(Referring expression data)
:::::
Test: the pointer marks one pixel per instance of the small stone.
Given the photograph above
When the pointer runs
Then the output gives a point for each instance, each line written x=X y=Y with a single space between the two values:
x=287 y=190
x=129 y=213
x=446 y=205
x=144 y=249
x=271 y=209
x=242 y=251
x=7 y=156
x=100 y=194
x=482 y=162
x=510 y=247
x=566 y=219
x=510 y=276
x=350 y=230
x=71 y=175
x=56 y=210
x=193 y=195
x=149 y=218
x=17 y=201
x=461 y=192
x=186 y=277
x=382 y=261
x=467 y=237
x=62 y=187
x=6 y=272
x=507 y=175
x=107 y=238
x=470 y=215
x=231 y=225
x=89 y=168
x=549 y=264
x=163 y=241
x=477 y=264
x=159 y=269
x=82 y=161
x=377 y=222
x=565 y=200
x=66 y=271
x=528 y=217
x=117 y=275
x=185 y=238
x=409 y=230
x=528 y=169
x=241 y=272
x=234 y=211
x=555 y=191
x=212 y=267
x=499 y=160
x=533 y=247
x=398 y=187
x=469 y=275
:::::
• **Exercise description**
After the last line of the data, restate all the entries verbatim.

• **Reply**
Test: the pointer marks one pixel per instance of the small stone.
Given the photograph above
When the pointer runs
Then the output gives a point for each instance, each line written x=X y=Y with a single space between the two values:
x=287 y=190
x=129 y=213
x=446 y=205
x=144 y=249
x=271 y=209
x=242 y=251
x=7 y=156
x=100 y=194
x=482 y=162
x=510 y=247
x=566 y=219
x=510 y=276
x=350 y=230
x=71 y=175
x=56 y=210
x=193 y=195
x=149 y=218
x=17 y=201
x=461 y=192
x=186 y=277
x=382 y=261
x=467 y=237
x=62 y=187
x=6 y=272
x=507 y=175
x=107 y=238
x=470 y=215
x=231 y=225
x=89 y=168
x=549 y=264
x=163 y=241
x=477 y=264
x=159 y=269
x=82 y=161
x=377 y=222
x=565 y=200
x=66 y=271
x=528 y=217
x=117 y=275
x=185 y=238
x=409 y=230
x=528 y=169
x=241 y=272
x=234 y=211
x=555 y=191
x=212 y=267
x=499 y=160
x=533 y=247
x=398 y=187
x=469 y=275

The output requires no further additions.